— BEGIN EXCERPTED PASSAGE —

Malcolm Slutzky, Alice Pelosse, Michael van der Naald, Heinrich M. Jaeger

TL;DR

This work addresses how dense, initially liquid suspensions fail when driven deep into the shear-jammed state by controlled-speed impact. Using cornstarch, potato starch, and silica in bulk and shallow geometries, the authors measure normal stresses, track the onset of shear jamming $z_{\mathrm{SJ}}$ and fracture $z_{\mathrm{F}}$, and vary particle fraction $\phi$, viscosity $\eta_0$, and surface tension $\gamma$ (with $v_i$ spanning several orders of magnitude). They find a two-stage fracture process with a threshold stress $\sigma_N(z_{\mathrm{F}})$; fracture likelihood increases with $\phi$ and $v_i$, while the material can exhibit either ductile yielding ($E_{\mathrm{eff}} \approx 1$ MPa) or strain stiffening ($E_{\mathrm{eff}} \approx 10$ MPa) near fracture. The results delineate a high-stress fracture regime in the state diagram and reveal confinement-enhanced strength, offering baseline data to predict and control fracture of dynamically jammed suspensions for applications such as impact mitigation and protective materials.

— END EXCERPTED PASSAGE —
— BEGIN DATA SUPPLIED —

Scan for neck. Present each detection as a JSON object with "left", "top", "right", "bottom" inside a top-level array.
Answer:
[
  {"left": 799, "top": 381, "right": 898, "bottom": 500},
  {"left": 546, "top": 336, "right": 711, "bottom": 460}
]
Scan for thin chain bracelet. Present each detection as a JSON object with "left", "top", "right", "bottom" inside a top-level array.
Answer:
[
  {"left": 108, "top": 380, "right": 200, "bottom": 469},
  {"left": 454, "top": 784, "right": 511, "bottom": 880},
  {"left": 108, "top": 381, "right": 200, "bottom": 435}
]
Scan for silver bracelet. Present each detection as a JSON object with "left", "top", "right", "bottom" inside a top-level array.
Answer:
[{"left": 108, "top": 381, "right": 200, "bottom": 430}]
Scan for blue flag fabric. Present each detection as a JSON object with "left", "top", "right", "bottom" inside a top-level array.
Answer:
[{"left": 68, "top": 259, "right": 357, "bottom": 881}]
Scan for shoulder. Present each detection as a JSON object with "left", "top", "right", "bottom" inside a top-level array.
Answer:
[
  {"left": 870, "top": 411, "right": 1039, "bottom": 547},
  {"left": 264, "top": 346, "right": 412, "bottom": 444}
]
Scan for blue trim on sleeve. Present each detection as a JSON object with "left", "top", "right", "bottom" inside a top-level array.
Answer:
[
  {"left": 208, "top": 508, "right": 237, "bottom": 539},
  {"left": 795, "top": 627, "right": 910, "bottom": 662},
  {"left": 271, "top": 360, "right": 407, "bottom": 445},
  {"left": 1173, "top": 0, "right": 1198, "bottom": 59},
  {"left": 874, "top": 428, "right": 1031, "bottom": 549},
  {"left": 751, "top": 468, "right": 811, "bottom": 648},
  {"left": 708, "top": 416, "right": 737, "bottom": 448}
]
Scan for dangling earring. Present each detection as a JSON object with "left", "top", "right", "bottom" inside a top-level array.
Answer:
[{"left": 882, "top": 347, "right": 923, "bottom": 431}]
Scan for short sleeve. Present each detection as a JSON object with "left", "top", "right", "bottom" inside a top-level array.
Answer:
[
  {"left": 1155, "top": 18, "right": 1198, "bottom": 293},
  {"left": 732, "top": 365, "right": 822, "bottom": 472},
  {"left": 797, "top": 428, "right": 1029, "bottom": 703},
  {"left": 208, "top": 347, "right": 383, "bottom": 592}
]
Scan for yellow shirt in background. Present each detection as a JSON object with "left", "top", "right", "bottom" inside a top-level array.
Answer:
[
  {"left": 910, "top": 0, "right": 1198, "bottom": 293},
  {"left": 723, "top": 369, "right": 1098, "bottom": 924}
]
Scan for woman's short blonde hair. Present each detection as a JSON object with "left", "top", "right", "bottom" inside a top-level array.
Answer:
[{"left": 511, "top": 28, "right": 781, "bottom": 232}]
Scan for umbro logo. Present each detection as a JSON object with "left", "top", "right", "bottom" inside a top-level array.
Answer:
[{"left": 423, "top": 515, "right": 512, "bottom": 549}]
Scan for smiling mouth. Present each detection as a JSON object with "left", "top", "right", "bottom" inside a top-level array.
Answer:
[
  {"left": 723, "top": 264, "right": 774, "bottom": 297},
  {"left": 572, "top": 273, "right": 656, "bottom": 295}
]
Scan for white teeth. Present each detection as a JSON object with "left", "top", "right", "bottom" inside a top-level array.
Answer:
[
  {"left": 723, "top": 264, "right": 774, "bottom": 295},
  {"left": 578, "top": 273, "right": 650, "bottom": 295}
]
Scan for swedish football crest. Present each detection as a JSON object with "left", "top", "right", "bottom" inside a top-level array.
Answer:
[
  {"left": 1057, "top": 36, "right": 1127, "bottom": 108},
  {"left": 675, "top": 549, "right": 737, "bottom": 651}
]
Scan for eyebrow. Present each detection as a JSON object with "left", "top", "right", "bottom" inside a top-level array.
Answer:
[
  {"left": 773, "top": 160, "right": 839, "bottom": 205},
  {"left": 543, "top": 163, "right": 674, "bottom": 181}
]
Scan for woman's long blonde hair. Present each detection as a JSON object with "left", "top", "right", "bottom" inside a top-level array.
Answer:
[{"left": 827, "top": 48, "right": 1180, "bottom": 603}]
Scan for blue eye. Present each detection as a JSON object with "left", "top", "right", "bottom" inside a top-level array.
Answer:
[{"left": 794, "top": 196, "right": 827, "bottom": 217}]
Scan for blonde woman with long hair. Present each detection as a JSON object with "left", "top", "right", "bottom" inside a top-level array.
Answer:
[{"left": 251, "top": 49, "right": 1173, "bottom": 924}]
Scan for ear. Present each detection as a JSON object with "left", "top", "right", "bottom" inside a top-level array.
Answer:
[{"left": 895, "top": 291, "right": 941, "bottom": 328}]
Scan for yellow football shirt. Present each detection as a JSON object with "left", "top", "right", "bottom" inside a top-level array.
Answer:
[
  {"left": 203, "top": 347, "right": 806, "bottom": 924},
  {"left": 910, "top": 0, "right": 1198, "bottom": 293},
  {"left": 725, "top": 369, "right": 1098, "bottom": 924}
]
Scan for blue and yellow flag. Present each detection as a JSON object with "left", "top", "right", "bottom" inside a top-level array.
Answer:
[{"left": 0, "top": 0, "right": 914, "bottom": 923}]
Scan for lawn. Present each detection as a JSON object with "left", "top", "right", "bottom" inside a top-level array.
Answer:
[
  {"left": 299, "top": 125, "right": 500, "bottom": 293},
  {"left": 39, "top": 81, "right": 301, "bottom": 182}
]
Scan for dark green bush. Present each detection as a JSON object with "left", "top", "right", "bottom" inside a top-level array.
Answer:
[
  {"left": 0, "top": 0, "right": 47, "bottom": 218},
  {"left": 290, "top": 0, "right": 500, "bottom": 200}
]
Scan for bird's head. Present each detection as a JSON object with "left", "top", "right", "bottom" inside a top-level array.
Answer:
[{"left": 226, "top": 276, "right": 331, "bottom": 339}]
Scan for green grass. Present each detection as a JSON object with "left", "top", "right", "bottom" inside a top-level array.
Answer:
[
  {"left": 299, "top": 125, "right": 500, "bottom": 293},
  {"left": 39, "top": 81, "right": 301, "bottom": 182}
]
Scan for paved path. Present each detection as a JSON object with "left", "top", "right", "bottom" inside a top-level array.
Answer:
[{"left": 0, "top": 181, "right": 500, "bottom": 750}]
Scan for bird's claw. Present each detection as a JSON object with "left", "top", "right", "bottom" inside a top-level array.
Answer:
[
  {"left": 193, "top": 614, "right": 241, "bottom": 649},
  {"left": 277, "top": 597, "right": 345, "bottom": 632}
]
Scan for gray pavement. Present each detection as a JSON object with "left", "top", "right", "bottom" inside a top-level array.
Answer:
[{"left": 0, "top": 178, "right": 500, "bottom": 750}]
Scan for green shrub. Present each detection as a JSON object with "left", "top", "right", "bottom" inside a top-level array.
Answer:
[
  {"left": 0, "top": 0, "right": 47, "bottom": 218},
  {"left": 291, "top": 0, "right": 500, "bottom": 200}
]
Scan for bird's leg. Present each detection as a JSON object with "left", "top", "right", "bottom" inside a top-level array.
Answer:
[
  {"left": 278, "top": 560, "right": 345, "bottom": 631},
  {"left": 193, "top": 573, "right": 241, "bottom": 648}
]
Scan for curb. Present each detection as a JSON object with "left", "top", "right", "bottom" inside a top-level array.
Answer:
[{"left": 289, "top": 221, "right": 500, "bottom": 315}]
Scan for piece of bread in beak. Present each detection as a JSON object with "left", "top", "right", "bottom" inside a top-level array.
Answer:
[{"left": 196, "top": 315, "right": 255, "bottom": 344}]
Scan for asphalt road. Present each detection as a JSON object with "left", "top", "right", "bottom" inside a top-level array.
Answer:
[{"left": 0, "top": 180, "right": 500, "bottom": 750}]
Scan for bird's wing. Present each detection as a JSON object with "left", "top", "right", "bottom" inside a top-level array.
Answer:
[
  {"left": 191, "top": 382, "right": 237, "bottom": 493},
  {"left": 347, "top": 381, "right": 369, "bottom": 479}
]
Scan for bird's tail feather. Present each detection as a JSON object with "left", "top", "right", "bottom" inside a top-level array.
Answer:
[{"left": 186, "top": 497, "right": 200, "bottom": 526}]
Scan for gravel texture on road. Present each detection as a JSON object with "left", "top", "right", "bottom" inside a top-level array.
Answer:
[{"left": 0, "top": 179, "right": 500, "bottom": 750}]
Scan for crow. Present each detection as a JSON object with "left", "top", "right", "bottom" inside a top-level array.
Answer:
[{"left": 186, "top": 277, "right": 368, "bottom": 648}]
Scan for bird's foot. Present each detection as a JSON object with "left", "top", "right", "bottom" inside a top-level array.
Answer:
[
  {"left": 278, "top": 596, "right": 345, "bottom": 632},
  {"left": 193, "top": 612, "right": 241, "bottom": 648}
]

— END DATA SUPPLIED —

• WHAT TO DO:
1) In the suspension fracture summary, which three materials were tested?
2) Turn the records, everything from the line containing "Scan for crow." down through the end of the records, into a numbered list with blank lines left out.
The suspension fracture summary and the records come from unrelated sources.

• RESPONSES:
1) Cornstarch, potato starch, and silica.

2)
1. Scan for crow. Present each detection as a JSON object with "left", "top", "right", "bottom" inside a top-level array.
2. Answer:
3. [{"left": 186, "top": 277, "right": 368, "bottom": 648}]
4. Scan for bird's foot. Present each detection as a JSON object with "left", "top", "right", "bottom" inside a top-level array.
5. Answer:
6. [
7.   {"left": 278, "top": 596, "right": 345, "bottom": 632},
8.   {"left": 193, "top": 612, "right": 241, "bottom": 648}
9. ]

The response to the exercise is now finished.